[Task to carry out]: Format the lines of the records from the line containing "of the steamed" through the end of the records, both ends included, as a Markdown table with the columns Row and Line. Omit blank lines and the pictures.
........
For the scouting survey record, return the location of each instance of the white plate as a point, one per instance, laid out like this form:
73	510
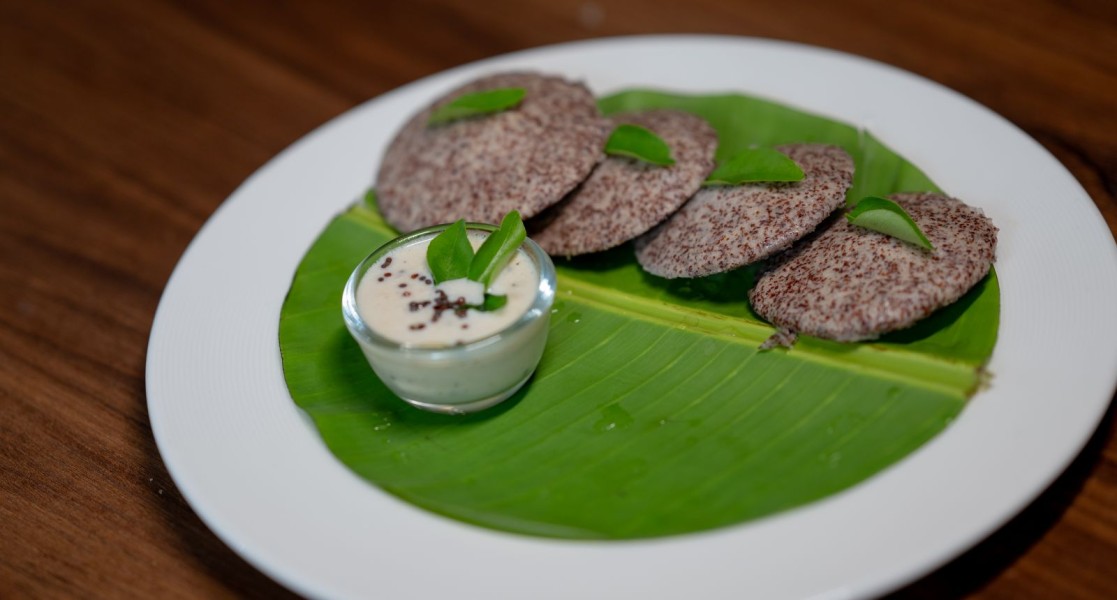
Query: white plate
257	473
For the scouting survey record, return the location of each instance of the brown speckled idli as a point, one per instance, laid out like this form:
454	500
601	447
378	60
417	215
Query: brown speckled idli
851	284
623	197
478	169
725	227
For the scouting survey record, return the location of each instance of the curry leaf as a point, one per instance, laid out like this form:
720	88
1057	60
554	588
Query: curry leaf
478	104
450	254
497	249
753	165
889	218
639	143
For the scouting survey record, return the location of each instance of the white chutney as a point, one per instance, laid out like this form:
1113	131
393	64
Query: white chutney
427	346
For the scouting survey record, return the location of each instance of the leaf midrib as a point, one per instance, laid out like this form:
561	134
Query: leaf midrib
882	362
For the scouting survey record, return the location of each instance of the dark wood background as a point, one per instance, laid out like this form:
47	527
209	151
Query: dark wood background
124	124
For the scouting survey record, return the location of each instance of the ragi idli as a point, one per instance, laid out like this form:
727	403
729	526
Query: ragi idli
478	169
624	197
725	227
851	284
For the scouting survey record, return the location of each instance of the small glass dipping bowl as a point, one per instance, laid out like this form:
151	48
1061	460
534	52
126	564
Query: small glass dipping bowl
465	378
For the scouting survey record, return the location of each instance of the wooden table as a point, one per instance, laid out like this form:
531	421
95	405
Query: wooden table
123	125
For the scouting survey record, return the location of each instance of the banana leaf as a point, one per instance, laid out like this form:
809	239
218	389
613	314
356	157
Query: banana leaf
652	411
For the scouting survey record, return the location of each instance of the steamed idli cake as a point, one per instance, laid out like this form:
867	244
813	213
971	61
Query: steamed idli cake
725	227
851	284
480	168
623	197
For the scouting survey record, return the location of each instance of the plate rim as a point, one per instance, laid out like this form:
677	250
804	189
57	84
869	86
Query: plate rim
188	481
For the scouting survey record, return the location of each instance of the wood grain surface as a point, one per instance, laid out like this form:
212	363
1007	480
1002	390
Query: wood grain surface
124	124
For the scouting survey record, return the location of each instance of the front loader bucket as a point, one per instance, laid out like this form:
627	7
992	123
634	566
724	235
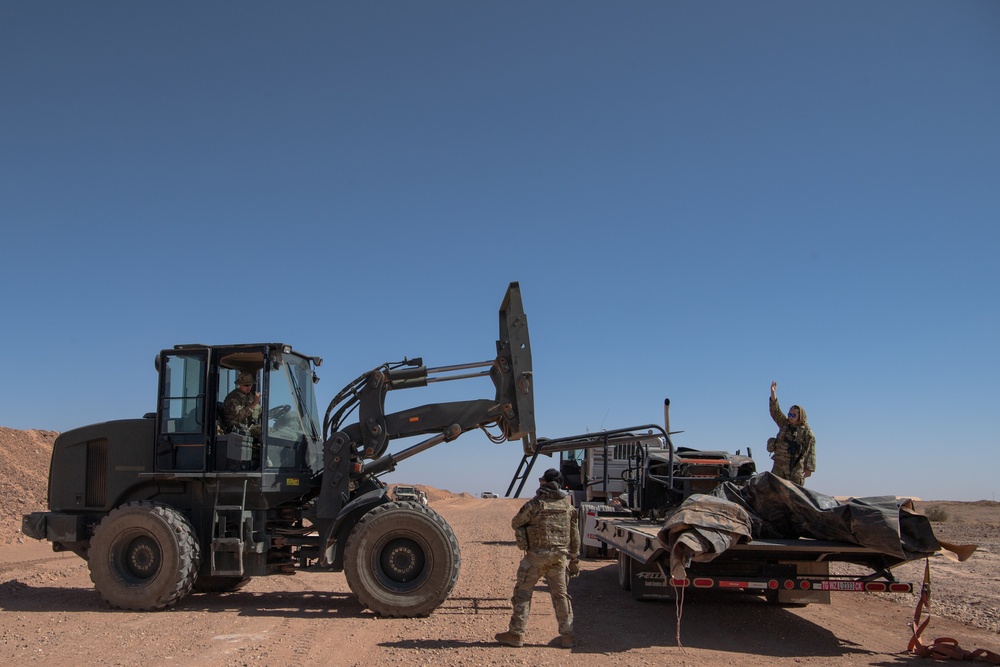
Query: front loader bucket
........
[Result for this exercise]:
| Row | Line |
|---|---|
| 1 | For the scouting survey record, return the location of each instance of the steamed idli cake as a point, one per instance, laid out like this form: |
| 2 | 867	244 |
| 3 | 813	213 |
| 4 | 971	61 |
| 5 | Query: steamed idli cake |
| 6 | 725	227 |
| 7 | 851	284 |
| 8 | 480	168 |
| 9 | 623	197 |
| 10 | For the scouting survey record, return the location of each instance of the plate rim as a point, one per instance, laid out like this form: |
| 11 | 677	250 |
| 12 | 804	189 |
| 13 | 57	84 |
| 14 | 869	86 |
| 15 | Query: plate rim |
| 16 | 188	481 |
| 17 | For the scouting survey record, return the location of each instance of the wood grain surface as a point, one per instance, laid out like this form: |
| 18 | 212	363 |
| 19 | 1007	480 |
| 20 | 1002	390 |
| 21 | Query: wood grain surface |
| 22 | 124	124 |
| 23 | For the scouting survey record, return the location of each instance of the front loader bucket as a point, one per instance, laid out like this form: |
| 24 | 627	7 |
| 25 | 992	123 |
| 26 | 634	566 |
| 27 | 724	235 |
| 28 | Query: front loader bucket |